So why don't you take the clearly more rational choice of "freeing" the forum in general from wild claims that border on insanity, and insist that any such claims are supported by certain verifiable (peer reviewable) standards?

 

It's only your opinion those reviews are "insanity" and an insulting one at that.

 

I spend very little time on HF anymore since it's become clear to me how dominated it is by this sort of idiocy. Even the headphone sections, which are of the most usefulness to me, I feel are corrupted and essentially unreliable because of the sort of nonsense prevalent in the rest of the forum.

 

How do you deal with the audio world itself? It's no different than head-fi.

post #227 of 454
Quote:
Originally Posted by mike1127 View Post

Originally Posted by badmonkey View Post

 


So why don't you take the clearly more rational choice of "freeing" the forum in general from wild claims that border on insanity, and insist that any such claims are supported by certain verifiable (peer reviewable) standards?

 

It's only your opinion those reviews are "insanity" and an insulting one at that.

 

I spend very little time on HF anymore since it's become clear to me how dominated it is by this sort of idiocy. Even the headphone sections, which are of the most usefulness to me, I feel are corrupted and essentially unreliable because of the sort of nonsense prevalent in the rest of the forum.

 

How do you deal with the audio world itself? It's no different than head-fi.


 



There are certainly claims made in this forum that woiuld appear to be a bit extreme  from the point of view of our current (ha ha) knowledge of phsyics, such as audiophile fuses, cryo treatments, magic pebbles, cable risers, green pens, CDs in freezers, teleportation tweaks and so on. When faced with such claims it is rational to ask for credible evidence for them or to want to test them in some more rigorous way. DBT is one way of testing such claims, measurements are another.

 

Measurements have the benefit that you have a solid set of criteria and you can compare things easily and you can compare measured differences against very well known paremeters of human discriminatory powers. So for instace if a cable manufacturers claims that cable A makes the bass better and you find that cable A has 0.001db less bass attenuation than Brand X you can conclude that it is not a meaningful difference. 

 

DBT has the benefit that the subject cannot fall back on their biases but must make a decision either a same/different, A =X, A=Y or a preference (but where the items tested may be A:B or A:A), i.e they must demonstrate that the items are perceptually different in a more reliable way.

 

post #228 of 454

 

Originally Posted by Uncle Erik View Post

There is very sophisticated test gear that measure values far, far below the threshhold of human hearing. Why are these tests thrown out as invalid?

* _Provided material_
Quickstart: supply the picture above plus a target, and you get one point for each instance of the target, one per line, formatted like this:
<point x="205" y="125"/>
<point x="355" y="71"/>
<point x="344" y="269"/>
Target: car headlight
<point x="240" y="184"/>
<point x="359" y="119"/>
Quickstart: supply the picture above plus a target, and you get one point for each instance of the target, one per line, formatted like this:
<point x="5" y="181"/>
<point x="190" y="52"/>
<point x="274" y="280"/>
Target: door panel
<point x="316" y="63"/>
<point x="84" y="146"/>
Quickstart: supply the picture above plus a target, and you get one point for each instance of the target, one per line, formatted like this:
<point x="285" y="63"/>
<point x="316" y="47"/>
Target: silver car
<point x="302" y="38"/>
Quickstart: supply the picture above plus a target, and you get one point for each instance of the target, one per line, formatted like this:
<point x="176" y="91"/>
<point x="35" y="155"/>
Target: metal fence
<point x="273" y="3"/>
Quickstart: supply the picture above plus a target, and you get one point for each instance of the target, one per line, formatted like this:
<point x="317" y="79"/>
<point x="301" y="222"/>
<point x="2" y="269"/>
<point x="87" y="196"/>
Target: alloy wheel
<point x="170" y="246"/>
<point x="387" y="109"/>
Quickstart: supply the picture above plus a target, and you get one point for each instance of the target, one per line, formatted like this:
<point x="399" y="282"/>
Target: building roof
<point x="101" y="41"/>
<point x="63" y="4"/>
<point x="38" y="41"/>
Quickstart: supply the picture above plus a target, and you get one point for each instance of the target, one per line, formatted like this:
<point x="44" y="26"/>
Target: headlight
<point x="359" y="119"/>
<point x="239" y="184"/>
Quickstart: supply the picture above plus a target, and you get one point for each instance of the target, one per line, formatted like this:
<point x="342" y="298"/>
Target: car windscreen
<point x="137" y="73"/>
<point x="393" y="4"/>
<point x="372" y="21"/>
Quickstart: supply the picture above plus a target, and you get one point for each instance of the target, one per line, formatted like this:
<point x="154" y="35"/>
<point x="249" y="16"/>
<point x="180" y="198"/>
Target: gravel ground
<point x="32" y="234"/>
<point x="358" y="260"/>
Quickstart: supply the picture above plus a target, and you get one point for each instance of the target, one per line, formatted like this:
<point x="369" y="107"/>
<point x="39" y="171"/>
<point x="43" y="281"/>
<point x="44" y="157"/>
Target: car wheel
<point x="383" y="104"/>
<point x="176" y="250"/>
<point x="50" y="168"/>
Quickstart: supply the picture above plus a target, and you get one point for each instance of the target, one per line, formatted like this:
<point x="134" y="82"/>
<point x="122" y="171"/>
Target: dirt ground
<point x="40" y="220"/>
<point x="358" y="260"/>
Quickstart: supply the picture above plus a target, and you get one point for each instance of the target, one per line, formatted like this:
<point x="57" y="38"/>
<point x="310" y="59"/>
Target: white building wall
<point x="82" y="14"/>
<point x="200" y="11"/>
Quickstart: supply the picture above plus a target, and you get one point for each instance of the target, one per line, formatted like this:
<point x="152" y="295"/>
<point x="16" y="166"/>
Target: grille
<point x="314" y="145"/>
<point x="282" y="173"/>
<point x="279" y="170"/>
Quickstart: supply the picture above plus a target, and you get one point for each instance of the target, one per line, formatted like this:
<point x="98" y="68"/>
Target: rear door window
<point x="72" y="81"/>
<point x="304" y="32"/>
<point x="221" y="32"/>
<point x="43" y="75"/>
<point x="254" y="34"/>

* _Instructions_
**1.** Print the audio forum thread word for word from "There are certainly" to "measurements are another.".
**2.** Decide whether each statement agrees with the audio forum thread. Answer yes or no and quote the deciding words.
(a) Cryo treatments are among the claims described as appearing a bit extreme.
(b) The headphone sections are described as reliable.
(c) In the cable example, cable A has 0.001db more bass attenuation than Brand X.

* _Results for the exercise_
**1.**
There are certainly claims made in this forum that woiuld appear to be a bit extreme  from the point of view of our current (ha ha) knowledge of phsyics, such as audiophile fuses, cryo treatments, magic pebbles, cable risers, green pens, CDs in freezers, teleportation tweaks and so on. When faced with such claims it is rational to ask for credible evidence for them or to want to test them in some more rigorous way. DBT is one way of testing such claims, measurements are another.

**2.**
(a) Yes: "such as audiophile fuses, cryo treatments, magic pebbles"
(b) No: "I feel are corrupted and essentially unreliable"
(c) No: "cable A has 0.001db less bass attenuation than Brand X"